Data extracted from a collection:
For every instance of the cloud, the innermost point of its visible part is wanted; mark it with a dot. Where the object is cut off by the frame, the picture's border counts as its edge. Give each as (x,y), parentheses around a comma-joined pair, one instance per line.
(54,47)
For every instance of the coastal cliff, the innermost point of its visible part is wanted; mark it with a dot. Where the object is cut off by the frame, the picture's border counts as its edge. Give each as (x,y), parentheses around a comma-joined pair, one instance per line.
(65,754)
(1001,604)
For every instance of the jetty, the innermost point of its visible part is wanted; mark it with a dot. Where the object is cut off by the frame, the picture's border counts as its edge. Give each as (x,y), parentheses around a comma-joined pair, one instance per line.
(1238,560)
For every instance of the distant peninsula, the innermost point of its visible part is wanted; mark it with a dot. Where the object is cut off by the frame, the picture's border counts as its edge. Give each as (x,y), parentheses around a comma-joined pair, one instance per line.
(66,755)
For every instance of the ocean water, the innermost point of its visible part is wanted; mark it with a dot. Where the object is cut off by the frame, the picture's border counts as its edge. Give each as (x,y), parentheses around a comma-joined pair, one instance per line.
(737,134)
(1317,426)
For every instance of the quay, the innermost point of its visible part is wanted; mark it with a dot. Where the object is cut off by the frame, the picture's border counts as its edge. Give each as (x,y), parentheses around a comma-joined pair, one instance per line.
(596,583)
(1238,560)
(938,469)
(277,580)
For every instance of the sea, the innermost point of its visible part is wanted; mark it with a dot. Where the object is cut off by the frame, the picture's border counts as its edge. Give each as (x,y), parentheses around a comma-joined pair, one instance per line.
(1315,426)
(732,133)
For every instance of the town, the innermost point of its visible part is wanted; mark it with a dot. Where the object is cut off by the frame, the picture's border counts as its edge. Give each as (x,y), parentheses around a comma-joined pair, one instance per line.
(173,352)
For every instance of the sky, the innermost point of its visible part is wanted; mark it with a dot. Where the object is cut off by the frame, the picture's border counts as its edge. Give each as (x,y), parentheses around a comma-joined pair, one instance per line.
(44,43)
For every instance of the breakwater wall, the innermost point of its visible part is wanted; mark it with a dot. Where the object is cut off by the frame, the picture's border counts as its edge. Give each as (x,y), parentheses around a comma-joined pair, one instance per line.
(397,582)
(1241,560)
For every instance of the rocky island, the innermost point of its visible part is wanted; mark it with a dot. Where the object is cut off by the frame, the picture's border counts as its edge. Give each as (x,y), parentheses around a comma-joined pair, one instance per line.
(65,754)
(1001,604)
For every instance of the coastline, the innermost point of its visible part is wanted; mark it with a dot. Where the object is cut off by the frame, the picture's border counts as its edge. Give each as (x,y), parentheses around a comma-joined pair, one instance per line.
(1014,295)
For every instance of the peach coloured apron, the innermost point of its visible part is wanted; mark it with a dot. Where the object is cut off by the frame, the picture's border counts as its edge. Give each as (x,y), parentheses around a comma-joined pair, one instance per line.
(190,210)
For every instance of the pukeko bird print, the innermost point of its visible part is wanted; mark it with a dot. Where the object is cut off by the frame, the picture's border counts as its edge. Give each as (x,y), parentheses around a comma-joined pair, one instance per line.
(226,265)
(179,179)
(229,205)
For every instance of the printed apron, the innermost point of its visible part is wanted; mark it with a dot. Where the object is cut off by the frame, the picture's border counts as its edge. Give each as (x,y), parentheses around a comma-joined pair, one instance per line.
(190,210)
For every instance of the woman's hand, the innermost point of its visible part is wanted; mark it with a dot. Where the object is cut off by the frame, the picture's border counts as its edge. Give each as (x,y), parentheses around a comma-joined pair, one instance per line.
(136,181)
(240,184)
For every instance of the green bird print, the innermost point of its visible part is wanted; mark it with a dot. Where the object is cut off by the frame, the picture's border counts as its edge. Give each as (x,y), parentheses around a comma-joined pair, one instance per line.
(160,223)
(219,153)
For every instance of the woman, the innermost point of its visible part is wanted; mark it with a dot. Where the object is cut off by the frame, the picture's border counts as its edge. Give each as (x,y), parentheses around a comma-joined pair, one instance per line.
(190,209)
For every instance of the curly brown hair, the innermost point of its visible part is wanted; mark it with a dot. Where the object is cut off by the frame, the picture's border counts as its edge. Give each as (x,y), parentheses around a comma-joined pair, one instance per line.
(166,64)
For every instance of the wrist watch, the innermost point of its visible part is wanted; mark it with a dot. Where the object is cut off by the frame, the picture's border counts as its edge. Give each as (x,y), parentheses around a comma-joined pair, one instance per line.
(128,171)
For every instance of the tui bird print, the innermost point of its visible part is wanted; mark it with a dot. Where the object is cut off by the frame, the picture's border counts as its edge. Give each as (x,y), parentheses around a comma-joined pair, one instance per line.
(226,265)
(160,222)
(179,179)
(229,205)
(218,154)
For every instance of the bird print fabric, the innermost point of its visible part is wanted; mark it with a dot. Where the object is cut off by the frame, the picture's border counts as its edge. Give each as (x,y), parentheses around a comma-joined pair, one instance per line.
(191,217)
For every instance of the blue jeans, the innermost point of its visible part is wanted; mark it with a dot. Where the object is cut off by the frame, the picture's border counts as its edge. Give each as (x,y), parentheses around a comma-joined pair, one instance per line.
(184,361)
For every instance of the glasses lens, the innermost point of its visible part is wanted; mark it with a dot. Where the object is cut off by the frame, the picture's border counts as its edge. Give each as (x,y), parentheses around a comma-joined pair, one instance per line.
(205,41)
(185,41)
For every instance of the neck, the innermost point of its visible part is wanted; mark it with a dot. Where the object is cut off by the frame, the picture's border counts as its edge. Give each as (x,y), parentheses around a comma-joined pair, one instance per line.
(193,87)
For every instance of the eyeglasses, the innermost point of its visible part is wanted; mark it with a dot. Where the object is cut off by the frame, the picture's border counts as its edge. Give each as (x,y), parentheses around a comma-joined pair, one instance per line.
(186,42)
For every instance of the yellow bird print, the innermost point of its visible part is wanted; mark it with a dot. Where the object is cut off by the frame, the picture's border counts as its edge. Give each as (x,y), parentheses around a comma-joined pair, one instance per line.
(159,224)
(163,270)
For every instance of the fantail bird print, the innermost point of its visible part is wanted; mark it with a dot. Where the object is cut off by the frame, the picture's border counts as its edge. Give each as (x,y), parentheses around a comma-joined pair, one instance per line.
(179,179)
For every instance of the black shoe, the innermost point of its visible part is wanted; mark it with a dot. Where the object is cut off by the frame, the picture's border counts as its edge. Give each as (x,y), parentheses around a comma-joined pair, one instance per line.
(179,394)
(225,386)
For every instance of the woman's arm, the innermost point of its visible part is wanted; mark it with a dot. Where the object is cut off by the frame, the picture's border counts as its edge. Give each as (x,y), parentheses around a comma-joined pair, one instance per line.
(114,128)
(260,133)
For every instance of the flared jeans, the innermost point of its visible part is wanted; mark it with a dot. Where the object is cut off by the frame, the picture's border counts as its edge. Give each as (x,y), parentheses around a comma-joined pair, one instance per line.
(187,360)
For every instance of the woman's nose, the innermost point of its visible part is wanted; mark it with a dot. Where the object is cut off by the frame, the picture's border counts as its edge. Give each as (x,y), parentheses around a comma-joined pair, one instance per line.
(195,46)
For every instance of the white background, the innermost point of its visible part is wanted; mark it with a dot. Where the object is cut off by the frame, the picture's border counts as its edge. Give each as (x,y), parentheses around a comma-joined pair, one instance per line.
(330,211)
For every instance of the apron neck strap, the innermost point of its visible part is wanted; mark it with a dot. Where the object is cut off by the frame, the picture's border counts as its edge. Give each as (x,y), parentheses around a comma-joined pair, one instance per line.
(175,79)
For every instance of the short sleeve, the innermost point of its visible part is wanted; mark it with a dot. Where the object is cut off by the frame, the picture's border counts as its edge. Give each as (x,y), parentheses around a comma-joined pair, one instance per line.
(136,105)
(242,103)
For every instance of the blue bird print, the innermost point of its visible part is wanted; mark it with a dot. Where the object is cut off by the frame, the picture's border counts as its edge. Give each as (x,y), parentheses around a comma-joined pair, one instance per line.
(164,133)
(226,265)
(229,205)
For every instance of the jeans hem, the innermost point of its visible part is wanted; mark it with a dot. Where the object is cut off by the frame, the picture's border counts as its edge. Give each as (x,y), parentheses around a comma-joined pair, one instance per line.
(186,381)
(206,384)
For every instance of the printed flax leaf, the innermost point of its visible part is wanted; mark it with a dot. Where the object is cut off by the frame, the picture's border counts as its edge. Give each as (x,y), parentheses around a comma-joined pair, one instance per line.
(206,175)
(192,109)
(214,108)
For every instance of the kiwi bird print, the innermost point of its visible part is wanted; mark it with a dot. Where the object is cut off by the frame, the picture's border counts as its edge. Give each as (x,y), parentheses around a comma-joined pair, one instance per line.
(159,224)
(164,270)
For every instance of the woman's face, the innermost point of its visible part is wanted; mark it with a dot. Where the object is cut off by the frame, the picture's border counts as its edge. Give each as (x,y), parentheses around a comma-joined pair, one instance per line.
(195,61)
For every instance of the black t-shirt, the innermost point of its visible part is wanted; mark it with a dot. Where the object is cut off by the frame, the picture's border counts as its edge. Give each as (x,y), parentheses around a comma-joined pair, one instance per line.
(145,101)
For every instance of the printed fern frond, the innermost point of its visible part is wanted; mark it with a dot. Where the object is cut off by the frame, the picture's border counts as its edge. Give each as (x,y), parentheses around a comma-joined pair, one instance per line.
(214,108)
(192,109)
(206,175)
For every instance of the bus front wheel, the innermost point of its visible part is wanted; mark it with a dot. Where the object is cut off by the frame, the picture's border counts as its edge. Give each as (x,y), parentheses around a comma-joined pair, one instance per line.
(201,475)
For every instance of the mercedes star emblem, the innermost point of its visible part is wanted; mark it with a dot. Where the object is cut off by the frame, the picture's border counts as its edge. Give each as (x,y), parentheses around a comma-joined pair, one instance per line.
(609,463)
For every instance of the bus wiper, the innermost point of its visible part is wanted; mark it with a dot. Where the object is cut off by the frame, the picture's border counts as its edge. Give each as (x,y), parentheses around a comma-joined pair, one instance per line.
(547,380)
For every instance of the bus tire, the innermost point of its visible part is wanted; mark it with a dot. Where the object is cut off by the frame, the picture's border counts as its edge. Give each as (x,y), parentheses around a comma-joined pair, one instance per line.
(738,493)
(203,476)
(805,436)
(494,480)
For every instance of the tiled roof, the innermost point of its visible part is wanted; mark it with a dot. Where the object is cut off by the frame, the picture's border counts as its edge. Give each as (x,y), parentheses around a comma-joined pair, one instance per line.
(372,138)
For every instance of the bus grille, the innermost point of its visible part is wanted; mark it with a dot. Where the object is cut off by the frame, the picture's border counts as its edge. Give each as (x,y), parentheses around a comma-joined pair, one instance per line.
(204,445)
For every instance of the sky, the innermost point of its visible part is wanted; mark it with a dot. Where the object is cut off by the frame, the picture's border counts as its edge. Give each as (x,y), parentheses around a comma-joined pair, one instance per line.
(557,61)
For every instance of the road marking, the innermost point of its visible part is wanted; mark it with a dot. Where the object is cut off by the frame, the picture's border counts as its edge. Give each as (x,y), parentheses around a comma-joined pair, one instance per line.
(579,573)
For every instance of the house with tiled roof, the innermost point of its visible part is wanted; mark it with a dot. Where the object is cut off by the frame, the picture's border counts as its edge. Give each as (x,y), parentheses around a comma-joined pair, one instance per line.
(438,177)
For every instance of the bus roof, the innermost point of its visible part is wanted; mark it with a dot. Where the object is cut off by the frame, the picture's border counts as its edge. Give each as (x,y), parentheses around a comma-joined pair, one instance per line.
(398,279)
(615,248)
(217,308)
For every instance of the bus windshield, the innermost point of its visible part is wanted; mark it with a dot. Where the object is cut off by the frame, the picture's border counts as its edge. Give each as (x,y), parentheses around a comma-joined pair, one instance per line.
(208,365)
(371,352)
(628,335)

Instructions for the task: Retype word for word the line above with "For every instance of the bus windshield, the" and all lines after it, nothing else.

Result of the exercise:
For every instance of the bus windshield, the innermost point of its visible part is wanted; mark it with a dot. Where the object is cut off by the frame, the picture's border counts as its edge. Give each as (x,y), parentheses around a comma-joined pair, one instance per line.
(208,365)
(371,352)
(628,335)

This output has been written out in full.